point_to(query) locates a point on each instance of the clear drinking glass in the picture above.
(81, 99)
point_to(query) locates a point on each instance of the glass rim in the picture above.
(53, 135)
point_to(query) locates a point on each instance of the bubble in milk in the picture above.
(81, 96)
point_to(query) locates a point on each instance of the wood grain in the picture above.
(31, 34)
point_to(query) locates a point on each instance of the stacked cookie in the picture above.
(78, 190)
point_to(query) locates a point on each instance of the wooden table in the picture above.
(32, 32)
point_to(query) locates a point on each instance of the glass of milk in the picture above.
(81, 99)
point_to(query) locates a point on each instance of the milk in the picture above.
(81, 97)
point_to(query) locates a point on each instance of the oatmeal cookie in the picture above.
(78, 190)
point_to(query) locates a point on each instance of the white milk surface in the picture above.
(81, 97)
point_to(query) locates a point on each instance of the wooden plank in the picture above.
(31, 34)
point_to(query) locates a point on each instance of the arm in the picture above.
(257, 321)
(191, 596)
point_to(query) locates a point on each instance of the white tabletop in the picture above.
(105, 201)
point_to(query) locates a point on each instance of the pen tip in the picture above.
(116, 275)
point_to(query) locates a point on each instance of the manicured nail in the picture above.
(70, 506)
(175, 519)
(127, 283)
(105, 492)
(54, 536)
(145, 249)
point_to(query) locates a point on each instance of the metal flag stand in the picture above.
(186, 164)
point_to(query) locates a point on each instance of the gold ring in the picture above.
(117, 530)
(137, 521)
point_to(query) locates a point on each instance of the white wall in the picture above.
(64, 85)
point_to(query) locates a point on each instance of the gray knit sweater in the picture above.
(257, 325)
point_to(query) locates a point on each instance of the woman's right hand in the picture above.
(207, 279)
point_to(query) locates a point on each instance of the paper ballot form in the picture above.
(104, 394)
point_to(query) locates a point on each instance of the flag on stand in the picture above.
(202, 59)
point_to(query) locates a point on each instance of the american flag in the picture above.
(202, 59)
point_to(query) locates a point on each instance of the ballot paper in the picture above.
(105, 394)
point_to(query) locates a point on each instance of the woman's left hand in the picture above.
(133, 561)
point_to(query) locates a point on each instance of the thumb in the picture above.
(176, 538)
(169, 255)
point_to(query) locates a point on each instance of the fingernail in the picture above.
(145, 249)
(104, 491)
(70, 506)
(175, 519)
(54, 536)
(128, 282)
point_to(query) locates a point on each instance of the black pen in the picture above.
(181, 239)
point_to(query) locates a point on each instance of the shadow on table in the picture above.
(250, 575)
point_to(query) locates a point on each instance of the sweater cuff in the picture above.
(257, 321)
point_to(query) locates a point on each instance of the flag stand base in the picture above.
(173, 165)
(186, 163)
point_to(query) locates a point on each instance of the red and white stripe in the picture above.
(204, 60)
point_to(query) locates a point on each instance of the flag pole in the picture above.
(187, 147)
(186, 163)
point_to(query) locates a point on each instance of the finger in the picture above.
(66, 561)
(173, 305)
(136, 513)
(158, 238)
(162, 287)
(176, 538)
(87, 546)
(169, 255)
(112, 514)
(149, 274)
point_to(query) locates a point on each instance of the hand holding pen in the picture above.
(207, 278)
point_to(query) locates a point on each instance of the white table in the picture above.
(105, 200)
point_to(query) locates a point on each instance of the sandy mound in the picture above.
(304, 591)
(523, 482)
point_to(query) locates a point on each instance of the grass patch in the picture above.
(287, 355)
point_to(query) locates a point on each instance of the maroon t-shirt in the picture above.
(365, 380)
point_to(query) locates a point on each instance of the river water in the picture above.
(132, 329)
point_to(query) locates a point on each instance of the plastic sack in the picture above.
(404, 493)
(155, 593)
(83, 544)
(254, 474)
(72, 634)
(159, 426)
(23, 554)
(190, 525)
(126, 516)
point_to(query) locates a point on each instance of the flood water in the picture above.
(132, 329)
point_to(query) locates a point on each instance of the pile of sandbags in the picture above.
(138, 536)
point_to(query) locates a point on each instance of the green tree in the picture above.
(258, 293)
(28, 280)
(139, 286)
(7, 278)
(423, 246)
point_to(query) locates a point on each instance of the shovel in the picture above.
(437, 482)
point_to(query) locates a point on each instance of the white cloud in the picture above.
_____
#### EXERCISE REQUIREMENTS
Each record shown above must be reproduced exactly.

#### ANSWER TO THE EXERCISE
point_to(query) locates a point on each instance of the clear drinking glass in the picture above.
(81, 99)
point_to(query) locates a point on each instance of the glass rim in the picture above.
(53, 135)
point_to(query) locates a point on each instance of the bubble in milk in the picture above.
(81, 96)
point_to(query) locates a point on each instance of the wood grain in the picture above.
(31, 34)
point_to(query) locates a point on each instance of the stacked cookie in the picture above.
(78, 190)
point_to(query) locates a point on each instance of the wooden table in the picture above.
(32, 32)
point_to(query) locates a point on each instance of the glass of milk in the picture above.
(81, 99)
point_to(query) locates a point on each instance of the milk in the picture above.
(81, 97)
point_to(query) locates a point on each instance of the oatmeal cookie in the picture above.
(78, 190)
point_to(query) locates a point on each instance of the white milk surface in the picture above.
(81, 97)
point_to(query) locates a point on each instance of the wooden plank in the picture above.
(31, 34)
point_to(query) locates a point on each instance of the arm in the picture above.
(257, 321)
(191, 596)
point_to(query) locates a point on each instance of the white tabletop in the picture above.
(105, 201)
point_to(query) locates a point on each instance of the pen tip in the picture above.
(116, 275)
point_to(query) locates a point on each instance of the manicured nail in the picture above.
(70, 506)
(175, 519)
(127, 283)
(105, 492)
(54, 536)
(145, 249)
point_to(query) locates a point on each instance of the metal flag stand in the picture above.
(186, 164)
point_to(query) locates a point on each instance of the gold ring in the picture above.
(117, 530)
(137, 521)
point_to(query) locates a point on each instance of the white wall in the picture above.
(64, 85)
point_to(query) locates a point on each instance of the gray knit sweater in the picture above.
(257, 325)
point_to(query) locates a point on each instance of the woman's right hand in the picture above.
(207, 279)
point_to(query) locates a point on each instance of the paper ballot form in the picture above.
(104, 394)
point_to(query) locates a point on each instance of the flag on stand in the picture above.
(202, 59)
point_to(query) locates a point on each instance of the american flag in the picture above.
(202, 59)
point_to(query) locates a point on each instance of the ballot paper in the picture above.
(105, 394)
point_to(query) locates a point on each instance of the woman's left hand in the picture above.
(133, 561)
point_to(query) locates a point on each instance of the thumb in the picture above.
(176, 538)
(169, 255)
point_to(query) locates a point on each instance of the fingernail in the picture above.
(145, 249)
(104, 491)
(70, 506)
(175, 519)
(54, 536)
(128, 282)
point_to(query) locates a point on each instance of the black pen in the picture above.
(181, 239)
point_to(query) locates a point on each instance of the shadow on table in the picture above.
(250, 575)
point_to(query) locates a point on each instance of the sweater cuff in the picture above.
(257, 321)
point_to(query) locates a point on each instance of the flag stand base in the picture above.
(173, 165)
(186, 163)
point_to(query) locates a point on each instance of the red and white stripe in the picture above.
(204, 60)
point_to(query) locates a point on each instance of the flag pole in the picture above.
(187, 147)
(186, 163)
point_to(query) locates a point on each instance of the finger in the picture above.
(66, 561)
(173, 305)
(136, 513)
(158, 238)
(162, 287)
(176, 538)
(87, 546)
(169, 255)
(112, 514)
(149, 274)
point_to(query) locates a point on each instance of the hand holding pen in the picture above.
(207, 278)
point_to(query) locates a point on each instance of the white table in the picture above.
(105, 200)
point_to(query) locates a point on each instance of the sandy mound in the picture above.
(304, 591)
(523, 482)
point_to(query) locates a point on each instance of the grass patch in the picture above.
(287, 355)
point_to(query) locates a point on each instance of the maroon t-shirt in the picture above.
(365, 380)
point_to(query) locates a point on each instance of the river water in the picture above.
(132, 329)
point_to(query) locates a point on each instance of the plastic sack in the picture above.
(404, 493)
(155, 593)
(83, 544)
(254, 474)
(72, 634)
(159, 426)
(23, 554)
(190, 525)
(126, 516)
point_to(query) locates a point on each instance of the flood water in the picture above.
(132, 329)
point_to(query) locates a point on each instance of the pile of sandbags in the picture above.
(138, 536)
point_to(query) locates a point on each instance of the green tree in the picture above.
(258, 293)
(28, 280)
(139, 286)
(7, 278)
(423, 246)
point_to(query) locates a point on each instance of the shovel in the picture above.
(437, 482)
point_to(query) locates a point on each instance of the white cloud in the picture above.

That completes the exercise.